— Request —
Write out every line of the entries below as a JSON list of strings, one string per line, omitting blank lines.

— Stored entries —
********

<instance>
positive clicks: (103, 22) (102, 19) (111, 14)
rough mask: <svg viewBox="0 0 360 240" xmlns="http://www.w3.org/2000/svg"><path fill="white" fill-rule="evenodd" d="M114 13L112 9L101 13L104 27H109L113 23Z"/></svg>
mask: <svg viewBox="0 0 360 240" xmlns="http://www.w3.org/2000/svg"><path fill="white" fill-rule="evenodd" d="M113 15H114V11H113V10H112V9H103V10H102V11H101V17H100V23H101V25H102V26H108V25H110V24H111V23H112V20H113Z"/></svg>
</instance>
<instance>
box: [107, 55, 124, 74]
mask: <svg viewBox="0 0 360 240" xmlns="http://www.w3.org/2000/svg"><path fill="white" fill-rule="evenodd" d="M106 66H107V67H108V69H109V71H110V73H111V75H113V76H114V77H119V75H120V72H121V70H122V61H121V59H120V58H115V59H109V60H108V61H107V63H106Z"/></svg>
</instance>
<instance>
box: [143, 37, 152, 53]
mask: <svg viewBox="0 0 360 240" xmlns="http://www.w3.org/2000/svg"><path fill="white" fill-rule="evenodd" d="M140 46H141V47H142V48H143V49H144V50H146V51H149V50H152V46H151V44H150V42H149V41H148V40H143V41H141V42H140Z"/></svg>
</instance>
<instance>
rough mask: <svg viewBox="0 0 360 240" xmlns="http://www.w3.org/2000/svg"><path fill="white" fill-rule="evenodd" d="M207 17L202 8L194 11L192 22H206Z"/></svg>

********

— Written answer —
[
  "<instance>",
  "positive clicks: (103, 22) (102, 19) (111, 14)",
  "rough mask: <svg viewBox=\"0 0 360 240\" xmlns=\"http://www.w3.org/2000/svg\"><path fill=\"white\" fill-rule=\"evenodd\" d=\"M114 13L112 9L101 13L104 27H109L113 23Z\"/></svg>",
  "mask: <svg viewBox=\"0 0 360 240\" xmlns=\"http://www.w3.org/2000/svg\"><path fill=\"white\" fill-rule=\"evenodd\" d=\"M113 15H114V11H113V10H112V9H103V10H102V11H101V17H100V23H101V25H102V26H108V25H110V24H111V23H112V20H113Z\"/></svg>",
  "</instance>",
  "<instance>",
  "box: [107, 55, 124, 74]",
  "mask: <svg viewBox=\"0 0 360 240\" xmlns=\"http://www.w3.org/2000/svg\"><path fill=\"white\" fill-rule=\"evenodd\" d=\"M106 66H107V67H108V69H109V71H110V73H111V75H113V76H114V77H119V75H120V72H121V70H122V61H121V59H120V58H115V59H109V60H108V61H107V63H106Z\"/></svg>",
  "</instance>",
  "<instance>",
  "box: [143, 37, 152, 53]",
  "mask: <svg viewBox=\"0 0 360 240\" xmlns=\"http://www.w3.org/2000/svg\"><path fill=\"white\" fill-rule=\"evenodd\" d=\"M140 46H141V47H142V48H143V49H144V50H146V51H149V50H152V46H151V44H150V42H149V41H148V40H143V41H141V42H140Z\"/></svg>",
  "</instance>",
  "<instance>",
  "rough mask: <svg viewBox=\"0 0 360 240\" xmlns=\"http://www.w3.org/2000/svg\"><path fill=\"white\" fill-rule=\"evenodd\" d=\"M207 17L202 8L194 11L192 22H206Z\"/></svg>"
]